- _What to produce_
Please arrange the listing below as a numbered list of its lines, leaving out any blank ones.

- _Input records_
★ ★ ★ ★

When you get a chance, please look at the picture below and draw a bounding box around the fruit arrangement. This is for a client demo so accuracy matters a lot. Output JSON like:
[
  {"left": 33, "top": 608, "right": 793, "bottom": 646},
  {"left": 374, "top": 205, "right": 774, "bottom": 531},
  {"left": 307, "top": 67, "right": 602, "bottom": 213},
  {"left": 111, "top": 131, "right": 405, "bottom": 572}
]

★ ★ ★ ★

- _Task output_
1. When you get a chance, please look at the picture below and draw a bounding box around the fruit arrangement. This is for a client demo so accuracy matters a lot. Output JSON like:
2. [
3.   {"left": 33, "top": 608, "right": 793, "bottom": 646},
4.   {"left": 374, "top": 205, "right": 774, "bottom": 531},
5.   {"left": 307, "top": 67, "right": 602, "bottom": 213},
6.   {"left": 111, "top": 131, "right": 405, "bottom": 572}
7. ]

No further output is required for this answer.